I mille volti dei bambini di Kinshasa

di Barbara Musciagli. Fino a qualche settimana fa in tv andava in onda uno spot pubblicitario volto a promuovere l’adozione a distanza dei bambini della Repubblica Democratica del Congo. Il piccolo schermo delle nostre case veniva rotto dagli occhioni di un bambino congolese che diceva “ vivo in un paese ricco perché povero”. Una frase assai toccante perché rappresentava in maniera sintetica e scarna la realtà della R.D.C, uno stato dell’Africa centrale dagli orizzonti e paesaggi stupendi della foresta equatoriale, del maestoso bacino del fiume Congo. Un Paese dalle grandi miniere d’oro, diamanti, coltan e rame; un Paese tanto ricco ma anche tanto povero, un Paese sottomesso ancora “schiavo” delle grandi potenze europee. Un paese dove la gente non ha sogni, non ha futuro perché i loro compagni di vita sono la povertà, la malattia, la fame. Un paese dove la parola délestage, il cui significato è “ oggi mangio domani no”,  riecheggia per le strade, perché nella RDC, come in altri paesi dell’Africa, mangiare è un lusso e riuscire a mangiare ogni giorno è impossibile.
————————
• _DETTAGLI ESERCIZIO_: Spiega, in base al testo fornito, perché la frase del bambino nello spot, «vivo in un paese ricco perché povero», viene definita assai toccante. Rispondi in una, due o tre frasi.

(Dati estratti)
————————
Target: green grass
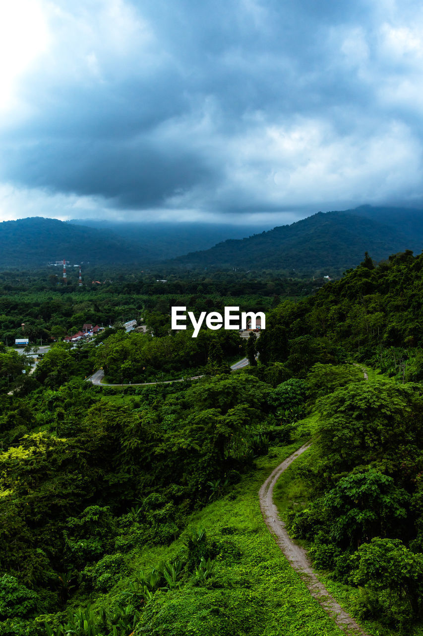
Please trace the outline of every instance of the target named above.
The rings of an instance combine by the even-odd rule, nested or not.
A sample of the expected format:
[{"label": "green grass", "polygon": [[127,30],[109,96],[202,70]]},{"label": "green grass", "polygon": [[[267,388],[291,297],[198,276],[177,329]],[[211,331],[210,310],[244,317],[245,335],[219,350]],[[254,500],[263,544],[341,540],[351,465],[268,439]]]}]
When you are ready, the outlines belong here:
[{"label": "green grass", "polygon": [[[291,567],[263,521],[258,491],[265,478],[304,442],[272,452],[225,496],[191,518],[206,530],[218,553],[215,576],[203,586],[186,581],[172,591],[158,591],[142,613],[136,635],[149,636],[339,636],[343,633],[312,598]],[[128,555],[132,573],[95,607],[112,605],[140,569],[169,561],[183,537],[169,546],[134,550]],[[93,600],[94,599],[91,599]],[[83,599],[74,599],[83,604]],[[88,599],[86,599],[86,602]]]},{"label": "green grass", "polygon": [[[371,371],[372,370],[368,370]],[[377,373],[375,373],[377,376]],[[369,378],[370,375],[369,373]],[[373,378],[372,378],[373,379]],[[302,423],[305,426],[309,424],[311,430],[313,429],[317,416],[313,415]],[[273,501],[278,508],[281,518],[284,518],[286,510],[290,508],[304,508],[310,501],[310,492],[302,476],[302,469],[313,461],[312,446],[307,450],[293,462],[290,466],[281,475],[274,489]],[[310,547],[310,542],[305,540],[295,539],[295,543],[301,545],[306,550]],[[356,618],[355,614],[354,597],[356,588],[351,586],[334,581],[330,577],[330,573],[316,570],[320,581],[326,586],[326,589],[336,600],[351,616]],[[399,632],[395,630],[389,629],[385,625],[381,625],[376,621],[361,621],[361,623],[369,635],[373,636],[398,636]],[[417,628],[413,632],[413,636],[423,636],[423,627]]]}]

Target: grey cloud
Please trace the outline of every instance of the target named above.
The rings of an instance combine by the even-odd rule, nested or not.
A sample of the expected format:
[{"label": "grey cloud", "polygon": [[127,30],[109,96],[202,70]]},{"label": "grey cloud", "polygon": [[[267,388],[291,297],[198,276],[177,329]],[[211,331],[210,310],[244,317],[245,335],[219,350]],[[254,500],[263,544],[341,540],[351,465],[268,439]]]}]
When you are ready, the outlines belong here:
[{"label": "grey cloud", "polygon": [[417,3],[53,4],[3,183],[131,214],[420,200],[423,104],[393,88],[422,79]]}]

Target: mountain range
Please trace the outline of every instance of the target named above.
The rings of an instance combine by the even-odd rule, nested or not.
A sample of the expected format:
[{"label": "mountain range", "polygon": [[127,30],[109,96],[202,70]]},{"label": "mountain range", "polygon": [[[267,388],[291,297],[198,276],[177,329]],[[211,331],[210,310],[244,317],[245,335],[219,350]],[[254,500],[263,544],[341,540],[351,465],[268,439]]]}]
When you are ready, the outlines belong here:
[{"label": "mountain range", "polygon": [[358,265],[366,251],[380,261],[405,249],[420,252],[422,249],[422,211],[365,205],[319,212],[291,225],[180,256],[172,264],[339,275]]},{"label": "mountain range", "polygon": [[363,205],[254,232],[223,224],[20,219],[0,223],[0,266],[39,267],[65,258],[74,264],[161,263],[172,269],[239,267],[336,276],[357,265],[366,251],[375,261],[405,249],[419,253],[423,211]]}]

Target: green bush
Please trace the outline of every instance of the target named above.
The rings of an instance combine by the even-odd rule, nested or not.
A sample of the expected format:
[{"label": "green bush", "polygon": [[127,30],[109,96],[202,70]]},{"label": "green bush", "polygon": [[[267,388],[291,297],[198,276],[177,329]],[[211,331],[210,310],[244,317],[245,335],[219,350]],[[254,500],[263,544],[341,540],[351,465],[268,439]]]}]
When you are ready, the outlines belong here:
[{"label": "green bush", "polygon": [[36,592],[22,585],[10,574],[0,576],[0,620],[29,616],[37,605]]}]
————————
• _RISULTATO_: La frase è assai toccante perché rappresenta in maniera sintetica e scarna la realtà della Repubblica Democratica del Congo. Il Paese è descritto come ricco di miniere d'oro, diamanti, coltan e rame, ma al tempo stesso come tanto povero.